AUFGABE: Welchem Energieverbrauch entspricht laut der Zusammenfassung der Energieverbrauch menschlicher Gehirne?

TEXT:
========

Zusammenfassung
Die klassische KI‐Forschung orientiert sich an den Leistungsmöglichkeiten eines programmgesteuerten Computers, der nach der Churchschen These im Prinzip mit einer Turingmaschine äquivalent ist. Nach dem Mooreschen Gesetz wurden damit bis heute gigantische Rechen‐ und Speicherkapazitäten erreicht, die erst die KI‐Leistungen z. B. des Supercomputers WATSON ermöglichten (vgl. Abschn. 5.2). Aber die Leistungen von Supercomputern haben einen Preis, dem die Energie einer Kleinstadt entsprechen kann. Umso beeindruckender sind menschliche Gehirne, die Leistungen von WATSON (z. B. eine natürliche Sprache sprechen und verstehen) mit dem Energieverbrauch einer Glühlampe realisieren. Spätestens dann ist man von der Effizienz neuromorpher Systeme beeindruckt, die in der Evolution entstanden sind. Gibt es ein gemeinsames Prinzip, das diesen evolutionären Systemen zugrunde liegt und das wir uns in der KI zu nutzen machen können?
Biomoleküle, Zellen, Organe, Organismen und Populationen sind hochkomplexe dynamische Systeme, in denen viele Elemente wechselwirken. Komplexitätsforschung beschäftigt sich fachübergreifend in Physik, Chemie, Biologie und Ökologie mit der Frage, wie durch die Wechselwirkungen vieler Elemente eines komplexen dynamischen Systems (z. B. Atome in Materialien, Biomoleküle in Zellen, Zellen in Organismen, Organismen in Populationen) Ordnungen und Strukturen entstehen können, aber auch Chaos und Zerfall.

========

ÜBUNGSMATERIAL:
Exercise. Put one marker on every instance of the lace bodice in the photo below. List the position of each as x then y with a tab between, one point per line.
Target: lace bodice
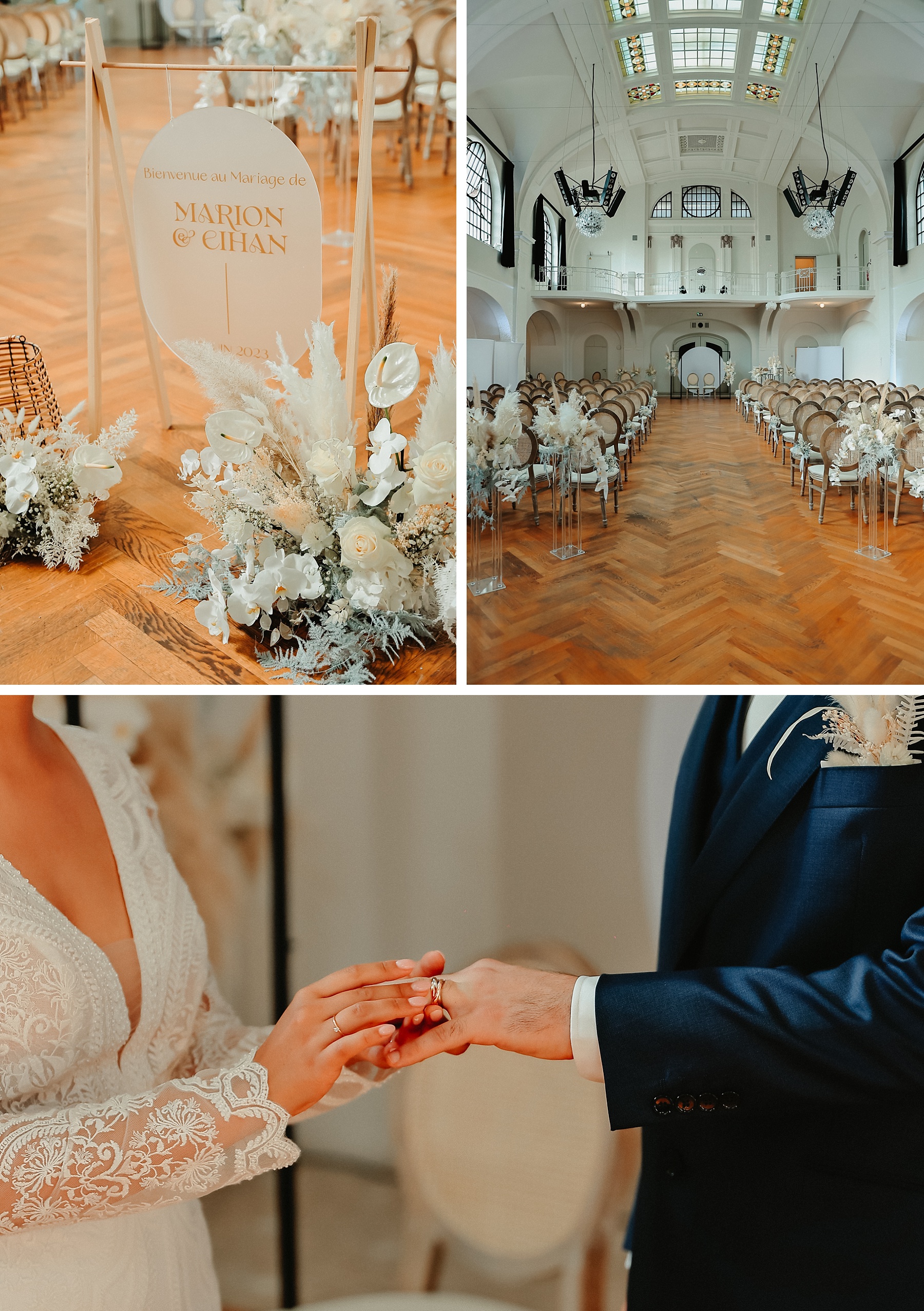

========

ANTWORT: Dem Energieverbrauch einer Glühlampe.